-- START --

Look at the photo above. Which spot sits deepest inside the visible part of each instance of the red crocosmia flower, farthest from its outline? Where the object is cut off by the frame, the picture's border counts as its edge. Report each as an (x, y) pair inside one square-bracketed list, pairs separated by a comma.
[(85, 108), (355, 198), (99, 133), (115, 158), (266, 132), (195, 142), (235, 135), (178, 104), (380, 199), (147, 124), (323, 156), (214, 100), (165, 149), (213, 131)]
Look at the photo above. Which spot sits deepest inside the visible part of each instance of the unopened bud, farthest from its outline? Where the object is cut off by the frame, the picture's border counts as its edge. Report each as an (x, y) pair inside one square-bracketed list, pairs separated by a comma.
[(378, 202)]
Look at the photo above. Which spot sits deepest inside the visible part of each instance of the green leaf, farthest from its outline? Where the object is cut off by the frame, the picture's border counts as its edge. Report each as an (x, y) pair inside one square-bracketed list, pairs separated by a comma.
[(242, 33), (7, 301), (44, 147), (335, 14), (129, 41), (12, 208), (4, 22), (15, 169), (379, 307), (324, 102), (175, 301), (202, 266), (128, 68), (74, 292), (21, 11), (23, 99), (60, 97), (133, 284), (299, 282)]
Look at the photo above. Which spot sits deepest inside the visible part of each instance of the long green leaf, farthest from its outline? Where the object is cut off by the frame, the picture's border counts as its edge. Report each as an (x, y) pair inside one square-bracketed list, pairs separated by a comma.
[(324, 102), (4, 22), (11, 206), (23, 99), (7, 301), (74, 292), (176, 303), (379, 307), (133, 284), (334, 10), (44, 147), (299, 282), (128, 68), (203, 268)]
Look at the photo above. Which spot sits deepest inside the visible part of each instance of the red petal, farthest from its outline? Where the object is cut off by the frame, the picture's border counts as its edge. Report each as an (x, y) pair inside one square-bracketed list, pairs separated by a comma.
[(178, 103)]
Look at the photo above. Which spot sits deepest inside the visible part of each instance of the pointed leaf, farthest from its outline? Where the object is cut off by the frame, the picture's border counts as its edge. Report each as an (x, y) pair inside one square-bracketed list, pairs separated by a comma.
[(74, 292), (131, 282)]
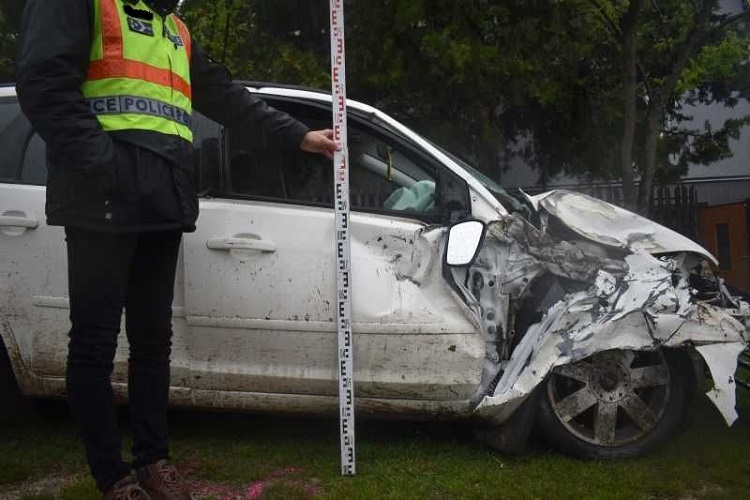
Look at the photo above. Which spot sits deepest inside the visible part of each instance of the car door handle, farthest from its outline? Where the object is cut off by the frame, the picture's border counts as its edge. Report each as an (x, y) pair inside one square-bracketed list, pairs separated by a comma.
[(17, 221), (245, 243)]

-- END --
-- START --

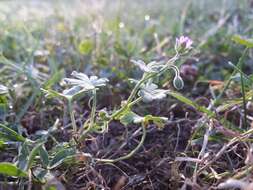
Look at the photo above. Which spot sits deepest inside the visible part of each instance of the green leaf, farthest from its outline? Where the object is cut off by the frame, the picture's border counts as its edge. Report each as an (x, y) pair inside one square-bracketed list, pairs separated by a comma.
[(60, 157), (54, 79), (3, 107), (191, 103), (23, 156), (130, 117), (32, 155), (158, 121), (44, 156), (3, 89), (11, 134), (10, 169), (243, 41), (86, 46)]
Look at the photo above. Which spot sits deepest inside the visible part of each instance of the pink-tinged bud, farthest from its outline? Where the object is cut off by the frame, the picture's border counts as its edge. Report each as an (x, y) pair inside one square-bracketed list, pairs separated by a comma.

-- END --

§ **AIM**:
Render the stretch of the material above, from the line containing "of the pointed" through the line containing "[(74, 292), (131, 282)]", both included, as a Markdown table with the columns Row and Line. Number each row and omit blank lines.

§ **EXERCISE ANSWER**:
| Row | Line |
|---|---|
| 1 | Look at the photo above. Which spot sits deepest inside the visible part of each instance of the pointed leaf, farthest from its outline? Where the object is cut off by the frame, the picture's border counts as its edge. Report each as an (x, y) pair inside one square-bracketed list, pairs separated by a comma. |
| 2 | [(74, 292), (131, 282)] |